Required work >> Lines to return, exactly: from the line with "target | blurred background" to the line with "target | tree branch" in the entries below, both included.

[Stored data entries]
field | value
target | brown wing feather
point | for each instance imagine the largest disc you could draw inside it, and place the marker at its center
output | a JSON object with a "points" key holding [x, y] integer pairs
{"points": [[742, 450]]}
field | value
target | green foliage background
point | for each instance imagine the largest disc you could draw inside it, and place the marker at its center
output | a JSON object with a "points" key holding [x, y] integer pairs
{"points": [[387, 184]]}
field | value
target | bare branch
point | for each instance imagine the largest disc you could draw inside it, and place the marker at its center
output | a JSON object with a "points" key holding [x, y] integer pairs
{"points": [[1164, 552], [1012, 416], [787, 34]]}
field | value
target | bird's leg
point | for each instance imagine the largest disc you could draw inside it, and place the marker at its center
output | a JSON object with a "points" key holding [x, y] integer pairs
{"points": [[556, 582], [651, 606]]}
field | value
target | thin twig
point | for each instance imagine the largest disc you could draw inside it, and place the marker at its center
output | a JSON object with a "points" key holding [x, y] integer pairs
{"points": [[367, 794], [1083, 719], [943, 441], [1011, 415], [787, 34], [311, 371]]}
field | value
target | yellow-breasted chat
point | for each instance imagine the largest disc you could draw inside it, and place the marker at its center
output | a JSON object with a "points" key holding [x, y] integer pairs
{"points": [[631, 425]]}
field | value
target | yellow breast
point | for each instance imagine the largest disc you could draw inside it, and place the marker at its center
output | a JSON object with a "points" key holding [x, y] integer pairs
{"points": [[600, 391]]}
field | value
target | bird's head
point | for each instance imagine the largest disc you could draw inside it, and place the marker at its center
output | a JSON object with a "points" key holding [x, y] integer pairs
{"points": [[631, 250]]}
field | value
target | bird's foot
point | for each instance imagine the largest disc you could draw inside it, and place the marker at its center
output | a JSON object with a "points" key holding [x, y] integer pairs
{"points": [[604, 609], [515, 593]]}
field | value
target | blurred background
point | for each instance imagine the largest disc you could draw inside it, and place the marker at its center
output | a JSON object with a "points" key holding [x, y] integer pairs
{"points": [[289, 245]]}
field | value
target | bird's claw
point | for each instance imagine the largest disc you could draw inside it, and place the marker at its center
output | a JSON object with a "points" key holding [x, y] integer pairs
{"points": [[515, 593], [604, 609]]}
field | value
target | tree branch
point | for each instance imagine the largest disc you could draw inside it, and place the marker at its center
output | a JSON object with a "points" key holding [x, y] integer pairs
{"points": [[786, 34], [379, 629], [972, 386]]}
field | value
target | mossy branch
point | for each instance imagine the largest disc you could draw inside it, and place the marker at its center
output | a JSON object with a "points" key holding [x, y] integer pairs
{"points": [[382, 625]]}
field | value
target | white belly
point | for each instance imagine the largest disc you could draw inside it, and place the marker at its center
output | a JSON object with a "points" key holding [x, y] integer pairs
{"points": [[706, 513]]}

Response below >>
target | blurred background
point | for each instance imagine the largest disc you could draw inside it, and place the marker at its center
output | a JSON object with a "points" key holding [x, y] integer pairs
{"points": [[289, 245]]}
field | value
target | bird's claw
point | for each instance imagine the largest disc you could draw inside it, and place the marker at its center
output | a JSON object with a "points" key holding [x, y] integer pairs
{"points": [[515, 593], [604, 609]]}
field | value
target | tree branch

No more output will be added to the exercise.